**Provided text**
==========
How to generate savings in swine feed: Re-validate and adjust nutritional value of methionine sources

Methionine functions in the metabolism

Methionine's role in the body goes beyond protein synthesis. One of the most important roles of methionine is being the first amino acid for the formation of the polypeptide chain essential for building body protein. Methionine is the precursors of different molecules that have a role for the immune system, antioxidants, lipid oxidation, transcription activation, and cell proliferation. Therefore, how we balance dietary methionine can greatly influence the growth and health of the pig. Methionine is the third limiting amino acid in typical diets for swine. The inclusion of feed grade supplemental methionine sources in the formulation of pig diets is, therefore, common and overlooked. As nutritionists, it is important to re-validate the nutritional value of methionine sources and adjust current nutritional practices for maximizing profit.

Scientific research

Sources of supplemental methionine used to balance swine diets are DL-methionine (99%), DL-2 hydroxy-4-methylthio-butyrate acid, also known as MHA (methionine hydroxy analog) free acid (MHA-FA; 88%) or its calcium salt (MHA-Ca; 84%), and L-methionine (99%). A significant amount of research has been dedicated to dose-response trials to estimate the relative bioavailability of MHA compared to DL-methionine where numerous studies have reported average bioavailability near 65%. For instance, based on nitrogen retention as response criteria, the bioavailability of MHA-FA and MHA-Ca compared to DL-methionine on a product-to-product basis was 65% (Kim et al., 2006) and 63%, respectively in growing pigs (Facts&Figures No. 1496). One of the reasons for the lower bioavailability of MHA-FA is due to the slower absorption throughout the digestive tract associated with more exposure to microbial degradation in the small intestine, and less available for absorption (Malik et al., 2009).
==========
**Work task A**
Answer each question from the methionine text:
(i) Where does methionine rank among the limiting amino acids in typical swine diets?
(ii) What percentage is given for the calcium salt of MHA (MHA-Ca)?
(iii) What bioavailability of MHA-FA relative to DL-methionine did Kim et al. (2006) report, using nitrogen retention as the response criterion?
**Work task B**
Copy from the methionine text, without changes, the stretch from "Methionine functions in" through "for maximizing profit.".
Nothing in the listing is needed here.

**Provided material**
==========
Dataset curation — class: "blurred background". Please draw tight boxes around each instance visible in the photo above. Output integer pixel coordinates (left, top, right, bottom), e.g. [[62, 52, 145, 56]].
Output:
==========
**Exercise solution A**
(i) It is the third limiting amino acid.
(ii) 84%.
(iii) 65%.

**Exercise solution B**
Methionine functions in the metabolism

Methionine's role in the body goes beyond protein synthesis. One of the most important roles of methionine is being the first amino acid for the formation of the polypeptide chain essential for building body protein. Methionine is the precursors of different molecules that have a role for the immune system, antioxidants, lipid oxidation, transcription activation, and cell proliferation. Therefore, how we balance dietary methionine can greatly influence the growth and health of the pig. Methionine is the third limiting amino acid in typical diets for swine. The inclusion of feed grade supplemental methionine sources in the formulation of pig diets is, therefore, common and overlooked. As nutritionists, it is important to re-validate the nutritional value of methionine sources and adjust current nutritional practices for maximizing profit.